◆ Extract to read ◆
—————

Our first reading from Exodus 24 is entitled: “Ratification of the Covenant.” Chapters 21 to 23 are referred to as The Book of the Covenant wherein Moses related to the people all the laws which God had given him. Once the people had heard the laws, Moses wrote them down, as we hear in our first reading, and the covenant was ratified and sealed with the blood of bulls. The blood was splashed on the altar, on the people and on the Book of the Covenant as, in Jewish law, blood was recognized as the life force of the animal and must not be consumed; blood was reserved for God.

So, the covenant was announced, written down, agreed upon by the people and by God, ratified by both and sealed in blood.

Even our Responsorial Psalm is Eucharistic: “I will take the cup of salvation and call on the name of the Lord.”

In our second reading from The Letter to the Hebrews, the author draws the distinction between the laws of the old covenant established by Moses and those of the new covenant established by Christ. If you read chapter 16 of the Book of Leviticus, you will see the establishment of the Jewish feast of Yom Kippur, also known as the Day of Atonement, the most important holy day in the Jewish calendar. On that day, only Aaron, the high priest, could enter the tabernacle and there he would offer burnt offerings on the altar and sprinkle the blood of those sacrificial animals on the altar. Then he would place his hands on the head of a live goat, symbolically placing the sins of the people on the head of the goat, and goat was sent off into the wilderness carrying the sins of the people away.

Once the nation of Israel was established and the temple was built in Jerusalem, the feast of Yom Kippur continued. The “Holy of Holies” was the most sacred place in the temple; it housed the Ark of the Covenant containing the jar of Manna from the desert experience of Exodus, the staff of Aaron and the tablets of the commandments. Only the high priest could enter the Holy of Holies and then only once per year on the Day of Atonement. The people were never allowed in the Holy of Holies symbolizing that they were not allowed in the presence of God as the sacrifices they offered could not obtain forgiveness of serious sins. However, on the Day of Atonement, the high priest, alone, would enter the Holy of Holies and, ritually, make atonement for the serious sins of the people.

The Mercy Seat on the Ark of the Covenant was the place of expiation of sins and the high priest, entering once per year with the blood of animals, would sprinkle the blood on the Ark and speak the name, Yahweh. In doing so, he made atonement for his own serious sins and those of the people.

—————

◆ Information provided ◆

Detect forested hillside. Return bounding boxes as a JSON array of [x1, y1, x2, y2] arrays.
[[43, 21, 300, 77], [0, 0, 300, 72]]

—————

◆ What this exercise asks ◆
• a. Reproduce the text on the covenant and the Day of Atonement verbatim, between "In our second" and "the people away.", inclusive.
• b. Carry on the text on the covenant and the Day of Atonement from the point where it ends.

◆ The replies ◆
• a.
In our second reading from The Letter to the Hebrews, the author draws the distinction between the laws of the old covenant established by Moses and those of the new covenant established by Christ. If you read chapter 16 of the Book of Leviticus, you will see the establishment of the Jewish feast of Yom Kippur, also known as the Day of Atonement, the most important holy day in the Jewish calendar. On that day, only Aaron, the high priest, could enter the tabernacle and there he would offer burnt offerings on the altar and sprinkle the blood of those sacrificial animals on the altar. Then he would place his hands on the head of a live goat, symbolically placing the sins of the people on the head of the goat, and goat was sent off into the wilderness carrying the sins of the people away.

• b.
The distinction the author draws is that Christ came as the new high priest and entered the tabernacle once forever, (not just once per year) making atonement for the sins of those who believe in him, not with the blood of animals but with his own blood. For if the blood of the sacrifices offered by the people could not purify them of serious sin, how much more will the blood of Christ “cleanse our consciences from dead works to worship the living God.”

Our gospel passage relates the institution of the Eucharist according to the Gospel of Mark. Not much commentary is needed here as it is self-explanatory, and we are all familiar with this passage as we hear the institution of the Eucharist at every Mass.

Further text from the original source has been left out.